* _Enunciado da tarefa_
Para cada afirmação a seguir, diga se ela concorda com o trecho sobre povos africanos e indígenas, respondendo sim ou não e citando literalmente as palavras do trecho que decidem. (a) O Quilombo dos Palmares tinha uma população entre 20.000 e 40.000 pessoas. (b) Os povos indígenas dominavam técnicas de navegação no mar. (c) Palmares era um único quilombo.

* _Trecho do texto_

<<<<

Ainda que sofrendo o processo de genocídio, os povos africanos e indígenas (ameríndios) já utilizavam avançadas tecnologias nos últimos séculos. Só para citar alguns exemplos, a metalurgia já era praticada na África séculos antes do que se denomina no calendário cristão como A.C.

Os povos indígenas (que viviam aos milhões antes da guerra bélica e biológica promovida pelos invasores europeus que pra cá vieram) já dominavam as técnicas de navegação em rios, criação de animais e técnicas de agroecologia sofisticadas (que deu origem aos biomas que chamamos de nativos, hoje – Amazônia, Pantanal, Cerrado, etc).

O potente Quilombo dos Palmares, com população numa faixa entre 20.000 e 40.000 pessoas (na verdade, um conjunto de quilombos), desenvolveu (e adaptou do conhecimento que trouxeram da África) construções, pecuárias e agriculturas suficientes para sua manutenção e qualidade de vida.

>>>>

* _Registros de dados_
<<<<

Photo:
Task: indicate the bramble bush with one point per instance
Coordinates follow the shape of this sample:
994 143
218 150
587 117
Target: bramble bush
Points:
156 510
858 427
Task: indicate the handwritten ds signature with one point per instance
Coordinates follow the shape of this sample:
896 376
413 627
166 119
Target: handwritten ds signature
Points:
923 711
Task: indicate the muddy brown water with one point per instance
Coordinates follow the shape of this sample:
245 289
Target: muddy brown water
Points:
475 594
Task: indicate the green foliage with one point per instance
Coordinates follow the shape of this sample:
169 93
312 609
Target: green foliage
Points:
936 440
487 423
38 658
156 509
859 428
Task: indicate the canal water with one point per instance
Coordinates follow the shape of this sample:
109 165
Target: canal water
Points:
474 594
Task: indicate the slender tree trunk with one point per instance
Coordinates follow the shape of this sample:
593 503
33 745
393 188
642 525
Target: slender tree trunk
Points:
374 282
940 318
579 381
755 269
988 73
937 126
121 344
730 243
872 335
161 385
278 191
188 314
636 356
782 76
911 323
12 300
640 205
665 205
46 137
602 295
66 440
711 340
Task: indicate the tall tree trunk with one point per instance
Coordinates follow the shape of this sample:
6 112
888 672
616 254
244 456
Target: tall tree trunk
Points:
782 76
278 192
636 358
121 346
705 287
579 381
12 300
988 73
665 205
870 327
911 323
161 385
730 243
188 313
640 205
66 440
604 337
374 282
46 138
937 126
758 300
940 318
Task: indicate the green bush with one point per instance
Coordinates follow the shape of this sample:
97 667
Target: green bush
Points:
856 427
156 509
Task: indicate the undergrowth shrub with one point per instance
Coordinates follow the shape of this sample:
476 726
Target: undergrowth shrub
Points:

>>>>
<<<<

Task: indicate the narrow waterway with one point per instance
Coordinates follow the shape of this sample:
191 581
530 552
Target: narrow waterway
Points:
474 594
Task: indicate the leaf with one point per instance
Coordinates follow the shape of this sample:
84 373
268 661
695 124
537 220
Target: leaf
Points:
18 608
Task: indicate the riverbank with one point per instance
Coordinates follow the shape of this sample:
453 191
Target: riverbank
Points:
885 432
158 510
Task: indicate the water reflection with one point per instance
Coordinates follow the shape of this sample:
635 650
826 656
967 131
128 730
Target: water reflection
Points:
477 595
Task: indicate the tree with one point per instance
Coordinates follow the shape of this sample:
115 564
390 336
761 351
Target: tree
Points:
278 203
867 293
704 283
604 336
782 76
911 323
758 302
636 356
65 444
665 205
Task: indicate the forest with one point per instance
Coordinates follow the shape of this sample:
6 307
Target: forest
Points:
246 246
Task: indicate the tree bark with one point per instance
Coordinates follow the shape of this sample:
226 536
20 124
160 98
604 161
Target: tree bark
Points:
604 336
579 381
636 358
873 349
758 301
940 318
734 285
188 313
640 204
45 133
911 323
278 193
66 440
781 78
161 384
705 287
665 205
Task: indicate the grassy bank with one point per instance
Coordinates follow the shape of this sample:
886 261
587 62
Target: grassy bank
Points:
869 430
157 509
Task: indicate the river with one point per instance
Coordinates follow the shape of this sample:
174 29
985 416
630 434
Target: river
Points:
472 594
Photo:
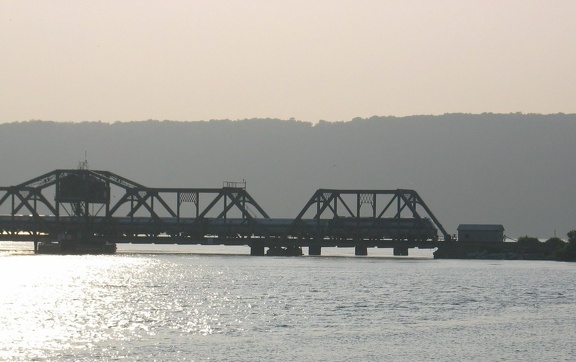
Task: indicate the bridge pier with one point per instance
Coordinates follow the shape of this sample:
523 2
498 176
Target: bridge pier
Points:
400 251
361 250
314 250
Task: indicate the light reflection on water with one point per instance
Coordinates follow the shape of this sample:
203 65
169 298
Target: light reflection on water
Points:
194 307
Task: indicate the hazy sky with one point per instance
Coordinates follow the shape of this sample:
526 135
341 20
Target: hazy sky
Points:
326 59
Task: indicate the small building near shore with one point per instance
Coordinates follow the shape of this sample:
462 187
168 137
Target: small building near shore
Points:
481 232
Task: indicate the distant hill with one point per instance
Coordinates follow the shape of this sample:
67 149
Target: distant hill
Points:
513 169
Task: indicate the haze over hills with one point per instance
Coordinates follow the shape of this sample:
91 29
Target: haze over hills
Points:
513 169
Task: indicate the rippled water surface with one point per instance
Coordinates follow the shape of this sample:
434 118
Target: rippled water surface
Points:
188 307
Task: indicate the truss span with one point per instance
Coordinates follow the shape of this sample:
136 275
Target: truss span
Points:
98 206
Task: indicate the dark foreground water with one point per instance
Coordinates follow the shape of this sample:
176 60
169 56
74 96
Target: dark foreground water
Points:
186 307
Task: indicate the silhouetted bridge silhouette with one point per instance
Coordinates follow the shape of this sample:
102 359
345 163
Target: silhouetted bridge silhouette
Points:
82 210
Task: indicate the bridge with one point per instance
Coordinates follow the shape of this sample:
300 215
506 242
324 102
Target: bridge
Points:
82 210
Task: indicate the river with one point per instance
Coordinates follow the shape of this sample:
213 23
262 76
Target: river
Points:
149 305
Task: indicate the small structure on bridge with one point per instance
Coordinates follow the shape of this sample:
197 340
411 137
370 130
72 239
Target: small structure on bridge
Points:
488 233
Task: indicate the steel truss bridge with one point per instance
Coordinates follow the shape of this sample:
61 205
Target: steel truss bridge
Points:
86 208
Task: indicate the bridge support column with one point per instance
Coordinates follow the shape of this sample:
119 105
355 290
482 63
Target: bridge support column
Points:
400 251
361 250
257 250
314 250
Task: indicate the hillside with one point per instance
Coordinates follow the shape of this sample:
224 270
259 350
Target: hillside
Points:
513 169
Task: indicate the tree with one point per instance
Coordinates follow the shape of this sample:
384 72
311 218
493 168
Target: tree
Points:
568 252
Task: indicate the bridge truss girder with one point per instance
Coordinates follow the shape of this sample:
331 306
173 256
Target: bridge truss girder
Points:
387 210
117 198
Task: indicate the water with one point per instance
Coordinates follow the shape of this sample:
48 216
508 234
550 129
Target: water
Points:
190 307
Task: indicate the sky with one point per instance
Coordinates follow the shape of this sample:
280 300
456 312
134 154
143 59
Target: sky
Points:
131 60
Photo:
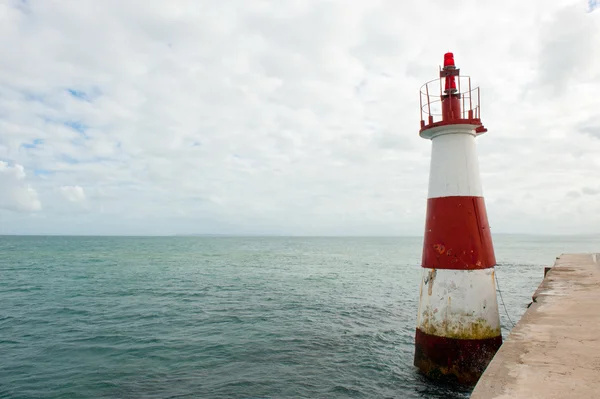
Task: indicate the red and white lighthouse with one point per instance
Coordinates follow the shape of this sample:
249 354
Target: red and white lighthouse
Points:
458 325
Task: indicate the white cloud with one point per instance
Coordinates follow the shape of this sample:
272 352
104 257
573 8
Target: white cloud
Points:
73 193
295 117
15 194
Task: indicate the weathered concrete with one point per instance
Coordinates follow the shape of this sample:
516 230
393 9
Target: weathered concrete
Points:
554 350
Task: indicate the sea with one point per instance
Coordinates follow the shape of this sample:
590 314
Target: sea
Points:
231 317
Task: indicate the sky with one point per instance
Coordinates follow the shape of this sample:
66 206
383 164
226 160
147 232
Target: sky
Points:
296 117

>>>>
<<<<

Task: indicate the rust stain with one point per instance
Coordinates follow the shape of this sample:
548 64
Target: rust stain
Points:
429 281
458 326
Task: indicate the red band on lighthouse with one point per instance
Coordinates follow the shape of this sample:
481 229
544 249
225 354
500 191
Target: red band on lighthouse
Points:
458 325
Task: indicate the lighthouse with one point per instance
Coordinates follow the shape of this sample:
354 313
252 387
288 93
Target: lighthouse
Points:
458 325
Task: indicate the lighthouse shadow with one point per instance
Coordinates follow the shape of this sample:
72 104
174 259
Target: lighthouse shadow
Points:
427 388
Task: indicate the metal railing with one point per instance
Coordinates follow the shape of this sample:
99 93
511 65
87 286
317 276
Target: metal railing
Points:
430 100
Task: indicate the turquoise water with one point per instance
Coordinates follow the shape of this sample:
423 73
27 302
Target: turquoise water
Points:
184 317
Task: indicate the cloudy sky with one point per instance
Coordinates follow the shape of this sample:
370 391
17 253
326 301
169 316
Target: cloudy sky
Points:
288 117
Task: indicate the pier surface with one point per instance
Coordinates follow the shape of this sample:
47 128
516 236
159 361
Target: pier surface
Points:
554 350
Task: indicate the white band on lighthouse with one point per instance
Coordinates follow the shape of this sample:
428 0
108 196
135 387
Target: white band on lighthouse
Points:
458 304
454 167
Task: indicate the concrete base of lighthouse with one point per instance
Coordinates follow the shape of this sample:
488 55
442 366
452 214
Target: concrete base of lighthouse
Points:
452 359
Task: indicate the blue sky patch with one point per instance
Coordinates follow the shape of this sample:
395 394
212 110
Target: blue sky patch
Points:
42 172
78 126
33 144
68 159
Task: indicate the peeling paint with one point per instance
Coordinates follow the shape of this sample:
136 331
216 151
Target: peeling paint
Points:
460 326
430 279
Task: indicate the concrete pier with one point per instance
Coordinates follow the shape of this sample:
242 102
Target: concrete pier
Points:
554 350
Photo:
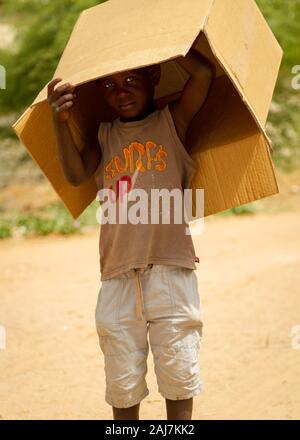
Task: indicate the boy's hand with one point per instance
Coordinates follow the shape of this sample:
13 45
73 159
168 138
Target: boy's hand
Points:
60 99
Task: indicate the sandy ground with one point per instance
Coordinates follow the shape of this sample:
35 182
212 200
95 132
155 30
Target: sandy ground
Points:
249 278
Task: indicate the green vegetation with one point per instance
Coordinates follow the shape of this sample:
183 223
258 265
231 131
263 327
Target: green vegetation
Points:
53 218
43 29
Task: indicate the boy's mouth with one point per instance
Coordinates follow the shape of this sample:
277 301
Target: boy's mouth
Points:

>>>>

* _Resolução escrita_
(a) Sim: "com população numa faixa entre 20.000 e 40.000 pessoas".
(b) Não: "já dominavam as técnicas de navegação em rios".
(c) Não: "na verdade, um conjunto de quilombos".